所给文本
目录
使用pragma omp parallel for提高训练速度
本项目由以下四部分组成,本节是第4节:
3、MPI优化
4、OpenMP优化
OpenMP并行设计
在串行代码的基础上,OpenMP通过# pragma omp parallel for num_threads(thread_count) 指令,对所有涉及大型数组的for循环进行多线程处理,以此达到并行效果。
用OpenMP进行共享内存并行计算
使用pragma omp parallel for提高训练速度
由于本项目串行需要多次通过for(i=0;i<dataLen;i++)循环遍历整个数组来求值,因此十分适合使用pragma omp parallel for指令来进行共享内存编程。该指令表示所有线程平分(dataLen / comm_sz)个数据,并以这些数据进行循环计算,各线程再将数据返回主线程,与MPI的MPI_Scatterv()函数异曲同工。
pragma omp parallel for指令后面的子句有:num_threads(thread_count)、reduction(+:maleNum)、shared(dataSet,dataLen) 、private(i)。num_threads(thread_count)表示线程数,reduction(+:A)表示maleNum是归约变量,最后要将所有线程计算的A累加。shared(dataSet,dataLen) 表示dataSet,dataLen数组数所有线程都可以共享的,private(i)则表示每个线程的i都是私有的,不受其它线程影响。
参考代码如下(求sum[2]为例):
/*初始化,reduction内的变量一定要有初始值*/
double A,B;
A=0;B=0;
double sum[2]={0,0};
# pragma omp parallel for num_threads(thread_count) \
reduction(+:A) reduction(+:B)\
shared(dataSet,dataLen) private(i)

(摘自某一合集的条目)
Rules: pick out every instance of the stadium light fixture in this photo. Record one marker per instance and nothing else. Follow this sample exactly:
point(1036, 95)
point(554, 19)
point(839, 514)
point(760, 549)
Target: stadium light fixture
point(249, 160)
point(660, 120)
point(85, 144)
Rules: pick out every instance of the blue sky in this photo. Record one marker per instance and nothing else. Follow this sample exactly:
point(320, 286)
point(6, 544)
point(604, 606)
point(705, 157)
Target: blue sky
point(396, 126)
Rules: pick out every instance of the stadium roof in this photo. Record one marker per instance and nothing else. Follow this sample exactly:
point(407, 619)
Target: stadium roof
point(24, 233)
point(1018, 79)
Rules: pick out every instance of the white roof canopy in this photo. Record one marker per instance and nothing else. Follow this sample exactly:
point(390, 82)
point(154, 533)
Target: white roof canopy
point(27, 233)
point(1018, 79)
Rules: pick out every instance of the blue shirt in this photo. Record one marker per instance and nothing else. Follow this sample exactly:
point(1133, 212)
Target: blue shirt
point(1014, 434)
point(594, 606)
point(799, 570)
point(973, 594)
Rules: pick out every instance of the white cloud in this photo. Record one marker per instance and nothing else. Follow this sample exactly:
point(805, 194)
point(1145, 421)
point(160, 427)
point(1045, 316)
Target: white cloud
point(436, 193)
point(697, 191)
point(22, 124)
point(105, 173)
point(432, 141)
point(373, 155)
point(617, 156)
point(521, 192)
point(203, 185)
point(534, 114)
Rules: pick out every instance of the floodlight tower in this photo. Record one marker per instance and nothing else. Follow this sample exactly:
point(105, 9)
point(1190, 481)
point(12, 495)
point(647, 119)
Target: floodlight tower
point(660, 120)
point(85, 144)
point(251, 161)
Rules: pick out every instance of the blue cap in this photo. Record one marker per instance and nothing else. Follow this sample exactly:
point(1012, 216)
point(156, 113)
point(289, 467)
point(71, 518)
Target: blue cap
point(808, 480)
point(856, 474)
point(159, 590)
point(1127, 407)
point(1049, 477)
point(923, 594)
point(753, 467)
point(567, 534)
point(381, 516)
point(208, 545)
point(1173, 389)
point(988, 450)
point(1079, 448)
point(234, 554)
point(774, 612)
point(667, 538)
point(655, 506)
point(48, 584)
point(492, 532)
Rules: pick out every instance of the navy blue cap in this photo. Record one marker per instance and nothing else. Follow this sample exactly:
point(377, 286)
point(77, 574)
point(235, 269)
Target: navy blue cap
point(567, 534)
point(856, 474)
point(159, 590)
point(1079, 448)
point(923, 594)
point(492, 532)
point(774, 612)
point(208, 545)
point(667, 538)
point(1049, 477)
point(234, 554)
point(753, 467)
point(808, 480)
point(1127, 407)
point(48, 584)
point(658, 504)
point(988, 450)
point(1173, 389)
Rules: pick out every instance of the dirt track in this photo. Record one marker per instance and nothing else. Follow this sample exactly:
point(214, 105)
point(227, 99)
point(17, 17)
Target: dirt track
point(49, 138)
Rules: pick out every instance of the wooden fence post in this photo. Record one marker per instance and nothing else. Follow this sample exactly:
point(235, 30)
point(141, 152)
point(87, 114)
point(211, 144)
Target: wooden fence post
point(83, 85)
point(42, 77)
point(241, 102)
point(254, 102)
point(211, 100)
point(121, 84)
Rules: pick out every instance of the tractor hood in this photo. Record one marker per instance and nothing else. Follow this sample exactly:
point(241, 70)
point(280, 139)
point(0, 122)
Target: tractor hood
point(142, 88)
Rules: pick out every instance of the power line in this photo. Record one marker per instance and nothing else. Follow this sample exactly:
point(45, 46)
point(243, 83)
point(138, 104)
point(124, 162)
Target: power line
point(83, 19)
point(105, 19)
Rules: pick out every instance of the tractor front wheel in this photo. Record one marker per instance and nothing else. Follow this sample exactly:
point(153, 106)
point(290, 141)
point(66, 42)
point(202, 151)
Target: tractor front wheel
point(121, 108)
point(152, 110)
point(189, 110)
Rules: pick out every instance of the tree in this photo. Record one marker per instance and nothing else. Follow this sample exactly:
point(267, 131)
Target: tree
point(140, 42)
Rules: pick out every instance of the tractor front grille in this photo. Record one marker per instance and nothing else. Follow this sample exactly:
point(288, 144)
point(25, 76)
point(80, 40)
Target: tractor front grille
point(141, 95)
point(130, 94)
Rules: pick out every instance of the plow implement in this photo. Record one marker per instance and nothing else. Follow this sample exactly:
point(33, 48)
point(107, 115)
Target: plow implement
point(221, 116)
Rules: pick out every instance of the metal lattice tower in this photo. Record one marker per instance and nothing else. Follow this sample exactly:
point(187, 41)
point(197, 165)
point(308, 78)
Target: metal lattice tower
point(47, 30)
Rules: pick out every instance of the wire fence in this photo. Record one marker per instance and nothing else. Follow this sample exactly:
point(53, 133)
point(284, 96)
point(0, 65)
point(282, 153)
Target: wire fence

待办任务
1. 在关于OpenMP优化的文本中,private(i)子句表示什么?
2. 请将记录中从含有“Rules: pick out every instance of the metal”的一行起直至记录末尾的各行(首尾两行均包括在内)重新写出,只写这些行,其中的要求也须照录,并给答案中的每个坐标值加上-37。
上述文本与记录是彼此独立的两部分材料。

各题答案
1. 它表示每个线程的i都是私有的,不受其它线程影响。

2.
Rules: pick out every instance of the metal lattice tower in this photo. Record one marker per instance and nothing else. Follow this sample exactly:
point(187, 41)
point(197, 165)
point(308, 78)
Target: metal lattice tower
point(10, -7)
Rules: pick out every instance of the wire fence in this photo. Record one marker per instance and nothing else. Follow this sample exactly:
point(53, 133)
point(284, 96)
point(0, 65)
point(282, 153)
Target: wire fence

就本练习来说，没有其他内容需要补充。